*Written instruction:*
Take the line that contains "the deer forehead" and each line after it in the material below, and transcribe them exactly, stopping at the end.

*Extracted data entries:*
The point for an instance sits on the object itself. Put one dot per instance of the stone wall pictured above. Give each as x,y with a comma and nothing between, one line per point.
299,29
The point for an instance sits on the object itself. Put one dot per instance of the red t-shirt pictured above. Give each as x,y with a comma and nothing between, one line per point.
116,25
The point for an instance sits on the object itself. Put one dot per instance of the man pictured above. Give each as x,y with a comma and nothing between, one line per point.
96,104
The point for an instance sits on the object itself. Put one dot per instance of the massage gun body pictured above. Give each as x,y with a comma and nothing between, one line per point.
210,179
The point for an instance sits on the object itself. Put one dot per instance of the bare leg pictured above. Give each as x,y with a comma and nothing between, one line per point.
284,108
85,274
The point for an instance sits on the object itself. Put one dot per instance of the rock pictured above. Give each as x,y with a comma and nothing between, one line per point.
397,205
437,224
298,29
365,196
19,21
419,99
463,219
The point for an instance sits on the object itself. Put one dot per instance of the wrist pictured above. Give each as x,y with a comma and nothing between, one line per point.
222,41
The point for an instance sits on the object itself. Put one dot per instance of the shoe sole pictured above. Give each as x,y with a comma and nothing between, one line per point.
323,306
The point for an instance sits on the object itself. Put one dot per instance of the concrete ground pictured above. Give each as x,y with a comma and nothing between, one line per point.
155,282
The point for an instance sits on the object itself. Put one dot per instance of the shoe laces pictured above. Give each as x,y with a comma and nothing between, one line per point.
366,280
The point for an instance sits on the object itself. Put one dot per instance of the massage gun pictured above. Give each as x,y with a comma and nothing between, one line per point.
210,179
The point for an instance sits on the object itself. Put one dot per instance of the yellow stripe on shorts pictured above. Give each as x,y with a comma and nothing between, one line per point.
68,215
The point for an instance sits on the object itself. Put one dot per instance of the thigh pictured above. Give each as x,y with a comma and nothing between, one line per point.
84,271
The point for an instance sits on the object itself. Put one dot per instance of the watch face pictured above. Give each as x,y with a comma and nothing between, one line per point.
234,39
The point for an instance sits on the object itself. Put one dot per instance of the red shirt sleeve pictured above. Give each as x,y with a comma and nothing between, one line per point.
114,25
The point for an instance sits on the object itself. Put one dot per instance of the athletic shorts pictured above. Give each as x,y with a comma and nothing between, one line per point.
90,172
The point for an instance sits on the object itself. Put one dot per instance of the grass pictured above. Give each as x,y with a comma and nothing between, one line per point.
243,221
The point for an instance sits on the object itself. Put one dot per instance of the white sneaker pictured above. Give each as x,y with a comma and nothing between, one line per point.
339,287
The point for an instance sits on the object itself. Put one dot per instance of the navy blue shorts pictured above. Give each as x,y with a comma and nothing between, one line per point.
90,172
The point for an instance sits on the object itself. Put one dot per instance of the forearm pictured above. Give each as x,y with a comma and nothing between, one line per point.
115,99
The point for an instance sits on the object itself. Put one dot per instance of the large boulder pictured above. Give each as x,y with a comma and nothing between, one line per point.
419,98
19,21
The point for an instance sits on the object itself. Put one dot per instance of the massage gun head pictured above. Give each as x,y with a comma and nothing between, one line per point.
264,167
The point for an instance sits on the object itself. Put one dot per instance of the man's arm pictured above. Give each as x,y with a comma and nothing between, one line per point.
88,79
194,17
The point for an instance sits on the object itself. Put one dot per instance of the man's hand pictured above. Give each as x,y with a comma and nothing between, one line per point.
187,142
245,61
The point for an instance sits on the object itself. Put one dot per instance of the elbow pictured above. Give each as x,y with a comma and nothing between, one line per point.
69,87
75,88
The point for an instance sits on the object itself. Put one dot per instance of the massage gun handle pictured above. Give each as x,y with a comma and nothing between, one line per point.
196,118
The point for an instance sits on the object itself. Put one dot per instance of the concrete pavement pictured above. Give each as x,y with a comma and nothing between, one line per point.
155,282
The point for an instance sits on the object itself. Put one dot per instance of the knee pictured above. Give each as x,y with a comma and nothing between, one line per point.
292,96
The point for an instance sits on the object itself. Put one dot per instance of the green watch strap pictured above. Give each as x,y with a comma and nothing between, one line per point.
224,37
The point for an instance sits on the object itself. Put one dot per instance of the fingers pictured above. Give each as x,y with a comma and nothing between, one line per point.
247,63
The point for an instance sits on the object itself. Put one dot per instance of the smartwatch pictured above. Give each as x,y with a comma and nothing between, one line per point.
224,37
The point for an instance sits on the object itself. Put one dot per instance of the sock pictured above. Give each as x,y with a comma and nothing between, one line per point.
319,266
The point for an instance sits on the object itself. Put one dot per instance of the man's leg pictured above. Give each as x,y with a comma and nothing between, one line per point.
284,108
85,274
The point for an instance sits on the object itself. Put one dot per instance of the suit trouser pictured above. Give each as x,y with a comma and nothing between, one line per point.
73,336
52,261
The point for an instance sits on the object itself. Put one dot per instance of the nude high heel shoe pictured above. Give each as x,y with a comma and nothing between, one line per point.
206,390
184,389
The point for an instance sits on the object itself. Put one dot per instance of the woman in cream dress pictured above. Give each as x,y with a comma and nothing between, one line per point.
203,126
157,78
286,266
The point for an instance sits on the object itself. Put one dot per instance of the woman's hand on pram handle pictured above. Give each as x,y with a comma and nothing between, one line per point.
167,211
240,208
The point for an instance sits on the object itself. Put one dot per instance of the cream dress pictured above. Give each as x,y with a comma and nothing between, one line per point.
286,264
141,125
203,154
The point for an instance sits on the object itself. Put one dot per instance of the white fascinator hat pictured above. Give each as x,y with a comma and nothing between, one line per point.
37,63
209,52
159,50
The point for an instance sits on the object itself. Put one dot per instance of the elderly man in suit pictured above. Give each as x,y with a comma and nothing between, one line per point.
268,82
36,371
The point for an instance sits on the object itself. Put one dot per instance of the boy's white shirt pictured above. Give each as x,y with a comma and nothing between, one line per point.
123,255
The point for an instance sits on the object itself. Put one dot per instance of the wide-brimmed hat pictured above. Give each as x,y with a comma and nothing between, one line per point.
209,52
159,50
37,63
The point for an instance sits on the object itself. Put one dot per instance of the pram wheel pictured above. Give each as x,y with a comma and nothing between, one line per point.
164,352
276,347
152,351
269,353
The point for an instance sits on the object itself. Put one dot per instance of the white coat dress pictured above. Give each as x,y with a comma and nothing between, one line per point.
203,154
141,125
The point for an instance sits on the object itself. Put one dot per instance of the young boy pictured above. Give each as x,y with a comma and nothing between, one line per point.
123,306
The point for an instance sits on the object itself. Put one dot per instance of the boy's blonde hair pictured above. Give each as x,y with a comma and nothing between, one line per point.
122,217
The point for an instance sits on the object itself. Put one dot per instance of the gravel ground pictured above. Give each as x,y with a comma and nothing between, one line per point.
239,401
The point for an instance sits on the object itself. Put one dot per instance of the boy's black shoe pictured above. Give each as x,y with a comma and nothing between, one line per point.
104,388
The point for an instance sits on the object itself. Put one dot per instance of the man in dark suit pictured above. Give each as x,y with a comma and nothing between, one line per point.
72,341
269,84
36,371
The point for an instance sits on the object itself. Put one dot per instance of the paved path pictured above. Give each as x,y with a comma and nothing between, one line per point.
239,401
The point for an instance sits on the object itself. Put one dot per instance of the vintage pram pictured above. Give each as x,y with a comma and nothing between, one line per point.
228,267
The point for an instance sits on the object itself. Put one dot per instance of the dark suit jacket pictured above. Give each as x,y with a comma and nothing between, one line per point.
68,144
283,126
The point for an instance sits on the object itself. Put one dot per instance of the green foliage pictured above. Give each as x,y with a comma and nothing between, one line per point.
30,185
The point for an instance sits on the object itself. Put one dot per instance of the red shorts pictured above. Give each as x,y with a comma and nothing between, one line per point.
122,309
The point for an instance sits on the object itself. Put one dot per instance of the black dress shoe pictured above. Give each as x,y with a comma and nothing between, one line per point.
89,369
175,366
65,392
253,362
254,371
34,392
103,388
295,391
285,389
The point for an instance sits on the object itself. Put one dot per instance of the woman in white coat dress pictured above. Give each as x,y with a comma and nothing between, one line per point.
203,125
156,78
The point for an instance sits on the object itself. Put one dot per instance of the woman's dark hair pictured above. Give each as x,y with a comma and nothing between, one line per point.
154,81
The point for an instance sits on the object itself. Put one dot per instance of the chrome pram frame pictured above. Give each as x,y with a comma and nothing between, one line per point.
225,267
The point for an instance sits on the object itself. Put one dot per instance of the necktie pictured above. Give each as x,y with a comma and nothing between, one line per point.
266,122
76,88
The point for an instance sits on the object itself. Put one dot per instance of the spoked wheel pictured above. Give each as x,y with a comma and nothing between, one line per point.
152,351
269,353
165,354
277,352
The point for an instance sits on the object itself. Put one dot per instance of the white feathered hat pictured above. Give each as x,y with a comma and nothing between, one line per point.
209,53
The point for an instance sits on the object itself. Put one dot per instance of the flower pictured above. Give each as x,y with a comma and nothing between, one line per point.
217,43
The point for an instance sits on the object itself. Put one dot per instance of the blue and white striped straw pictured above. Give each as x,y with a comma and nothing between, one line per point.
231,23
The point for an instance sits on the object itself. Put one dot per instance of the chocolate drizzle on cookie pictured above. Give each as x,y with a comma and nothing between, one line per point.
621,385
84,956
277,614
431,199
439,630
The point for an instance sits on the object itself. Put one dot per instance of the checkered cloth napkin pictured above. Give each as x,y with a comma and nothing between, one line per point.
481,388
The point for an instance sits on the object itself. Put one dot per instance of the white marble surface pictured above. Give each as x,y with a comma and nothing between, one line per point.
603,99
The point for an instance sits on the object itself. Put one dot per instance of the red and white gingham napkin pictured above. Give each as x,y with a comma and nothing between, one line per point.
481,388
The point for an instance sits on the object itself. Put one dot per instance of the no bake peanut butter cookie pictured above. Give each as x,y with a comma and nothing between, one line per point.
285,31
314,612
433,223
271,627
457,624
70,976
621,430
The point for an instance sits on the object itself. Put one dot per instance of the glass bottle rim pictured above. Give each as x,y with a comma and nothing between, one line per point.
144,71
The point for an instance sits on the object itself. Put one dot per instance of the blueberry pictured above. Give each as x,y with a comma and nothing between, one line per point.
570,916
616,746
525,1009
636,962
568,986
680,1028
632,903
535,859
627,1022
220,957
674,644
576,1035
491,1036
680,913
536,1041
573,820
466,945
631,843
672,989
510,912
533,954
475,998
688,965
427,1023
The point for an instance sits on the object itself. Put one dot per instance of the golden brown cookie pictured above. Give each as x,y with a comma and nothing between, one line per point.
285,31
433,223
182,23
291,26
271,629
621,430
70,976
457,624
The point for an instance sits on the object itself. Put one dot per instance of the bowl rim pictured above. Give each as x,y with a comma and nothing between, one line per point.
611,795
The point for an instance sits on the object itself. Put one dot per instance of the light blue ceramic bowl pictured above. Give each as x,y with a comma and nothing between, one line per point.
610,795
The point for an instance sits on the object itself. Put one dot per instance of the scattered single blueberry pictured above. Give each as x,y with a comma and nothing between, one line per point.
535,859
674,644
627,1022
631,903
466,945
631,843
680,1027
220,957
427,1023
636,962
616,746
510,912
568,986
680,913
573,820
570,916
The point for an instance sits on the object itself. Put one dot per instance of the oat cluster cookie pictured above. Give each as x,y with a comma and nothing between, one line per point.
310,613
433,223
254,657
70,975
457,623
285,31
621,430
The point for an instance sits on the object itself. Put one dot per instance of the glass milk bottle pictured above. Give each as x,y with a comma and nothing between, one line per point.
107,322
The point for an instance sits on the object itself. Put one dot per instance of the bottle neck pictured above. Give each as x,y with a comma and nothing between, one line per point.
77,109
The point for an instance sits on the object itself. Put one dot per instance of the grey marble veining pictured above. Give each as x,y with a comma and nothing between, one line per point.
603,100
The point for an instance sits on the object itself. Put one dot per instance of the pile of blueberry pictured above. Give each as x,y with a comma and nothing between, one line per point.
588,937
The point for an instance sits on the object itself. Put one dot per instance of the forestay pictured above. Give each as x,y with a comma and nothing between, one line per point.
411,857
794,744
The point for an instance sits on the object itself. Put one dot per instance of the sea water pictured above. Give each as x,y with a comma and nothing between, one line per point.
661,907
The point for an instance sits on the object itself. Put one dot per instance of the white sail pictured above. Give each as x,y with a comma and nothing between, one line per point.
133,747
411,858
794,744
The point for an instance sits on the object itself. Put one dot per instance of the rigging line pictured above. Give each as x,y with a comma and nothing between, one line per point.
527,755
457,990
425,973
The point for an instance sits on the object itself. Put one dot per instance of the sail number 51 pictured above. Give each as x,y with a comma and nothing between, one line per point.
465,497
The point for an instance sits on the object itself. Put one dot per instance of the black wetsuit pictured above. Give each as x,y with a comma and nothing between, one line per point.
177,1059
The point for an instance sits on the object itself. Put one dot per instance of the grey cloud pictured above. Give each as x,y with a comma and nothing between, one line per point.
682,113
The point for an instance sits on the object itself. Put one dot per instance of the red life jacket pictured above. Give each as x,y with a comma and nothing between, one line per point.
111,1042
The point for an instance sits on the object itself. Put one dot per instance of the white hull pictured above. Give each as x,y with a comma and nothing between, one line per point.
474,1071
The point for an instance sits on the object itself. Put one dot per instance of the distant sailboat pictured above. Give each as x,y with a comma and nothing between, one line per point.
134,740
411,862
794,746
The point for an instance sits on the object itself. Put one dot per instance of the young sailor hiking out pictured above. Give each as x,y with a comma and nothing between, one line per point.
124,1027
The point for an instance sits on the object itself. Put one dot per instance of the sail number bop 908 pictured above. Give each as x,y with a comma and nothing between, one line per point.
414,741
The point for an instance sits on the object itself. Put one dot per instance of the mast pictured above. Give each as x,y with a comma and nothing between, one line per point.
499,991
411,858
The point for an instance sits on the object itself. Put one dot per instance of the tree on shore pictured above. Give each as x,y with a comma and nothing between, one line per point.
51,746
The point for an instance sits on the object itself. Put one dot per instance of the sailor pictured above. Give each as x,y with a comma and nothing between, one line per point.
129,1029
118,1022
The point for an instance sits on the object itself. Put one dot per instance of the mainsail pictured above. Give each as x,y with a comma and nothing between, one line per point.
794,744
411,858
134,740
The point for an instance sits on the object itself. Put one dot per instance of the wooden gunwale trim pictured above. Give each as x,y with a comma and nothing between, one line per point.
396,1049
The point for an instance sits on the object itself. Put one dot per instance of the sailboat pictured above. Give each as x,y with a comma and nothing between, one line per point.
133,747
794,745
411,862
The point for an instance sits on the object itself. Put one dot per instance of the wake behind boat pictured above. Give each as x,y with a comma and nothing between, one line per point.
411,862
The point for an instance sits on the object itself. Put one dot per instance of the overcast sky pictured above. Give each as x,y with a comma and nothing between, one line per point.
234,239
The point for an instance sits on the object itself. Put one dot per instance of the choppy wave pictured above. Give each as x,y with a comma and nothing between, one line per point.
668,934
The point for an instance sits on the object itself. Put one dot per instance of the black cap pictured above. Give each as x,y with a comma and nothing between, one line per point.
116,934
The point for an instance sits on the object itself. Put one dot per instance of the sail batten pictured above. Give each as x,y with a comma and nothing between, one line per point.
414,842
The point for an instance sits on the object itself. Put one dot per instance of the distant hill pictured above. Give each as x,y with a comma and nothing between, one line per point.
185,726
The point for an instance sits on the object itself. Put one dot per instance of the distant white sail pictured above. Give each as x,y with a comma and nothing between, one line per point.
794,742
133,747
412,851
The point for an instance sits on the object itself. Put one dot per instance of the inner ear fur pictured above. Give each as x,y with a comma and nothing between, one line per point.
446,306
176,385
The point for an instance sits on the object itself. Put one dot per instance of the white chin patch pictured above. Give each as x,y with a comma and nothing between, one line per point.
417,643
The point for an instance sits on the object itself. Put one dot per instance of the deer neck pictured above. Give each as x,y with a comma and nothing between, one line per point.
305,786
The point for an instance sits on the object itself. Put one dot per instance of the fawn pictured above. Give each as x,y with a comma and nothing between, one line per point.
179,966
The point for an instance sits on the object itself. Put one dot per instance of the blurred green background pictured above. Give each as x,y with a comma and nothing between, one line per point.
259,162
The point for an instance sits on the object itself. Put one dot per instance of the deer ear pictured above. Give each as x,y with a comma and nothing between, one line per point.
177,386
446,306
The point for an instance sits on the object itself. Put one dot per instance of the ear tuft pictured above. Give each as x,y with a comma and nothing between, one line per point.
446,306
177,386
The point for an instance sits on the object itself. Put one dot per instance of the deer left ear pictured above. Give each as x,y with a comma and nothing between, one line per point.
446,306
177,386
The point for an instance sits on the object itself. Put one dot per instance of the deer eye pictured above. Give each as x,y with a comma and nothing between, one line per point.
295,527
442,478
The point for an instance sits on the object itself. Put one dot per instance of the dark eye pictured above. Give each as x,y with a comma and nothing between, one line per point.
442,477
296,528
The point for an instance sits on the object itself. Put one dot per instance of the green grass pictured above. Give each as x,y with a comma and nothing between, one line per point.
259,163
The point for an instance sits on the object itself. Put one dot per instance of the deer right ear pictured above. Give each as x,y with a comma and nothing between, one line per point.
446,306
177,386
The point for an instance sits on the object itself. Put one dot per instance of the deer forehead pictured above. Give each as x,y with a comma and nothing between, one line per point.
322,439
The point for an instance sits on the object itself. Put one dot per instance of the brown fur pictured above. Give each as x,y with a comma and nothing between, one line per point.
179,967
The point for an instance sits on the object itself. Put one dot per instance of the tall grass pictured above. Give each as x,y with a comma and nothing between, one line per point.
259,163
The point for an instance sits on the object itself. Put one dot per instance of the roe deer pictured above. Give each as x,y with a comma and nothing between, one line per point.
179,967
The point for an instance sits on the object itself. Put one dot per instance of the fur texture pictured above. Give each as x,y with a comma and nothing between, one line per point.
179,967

*Expected answer:*
The point for an instance sits on the object itself. Put one dot per instance of the deer forehead pictured above. Give each as x,y with a comma and nothing between, one line per point.
322,439
The point for an instance sits on the object itself. Put one dot per instance of the brown fur pictured above. Give each as x,y with a comma and nothing between, one line per point.
179,967
The point for an instance sits on the object itself. Put one dot per instance of the tall grass pictured above. Give each as x,y with a comma and nothing between, one line per point.
259,163
The point for an instance sits on the object itself. Put one dot per instance of the roe deer pictured above. Give each as x,y with a comma and nothing between, one line per point.
179,967
The point for an instance sits on the object itself. Put one dot per instance of the fur texture pictured above. Give each as x,y with a comma and nothing between, one line per point.
179,967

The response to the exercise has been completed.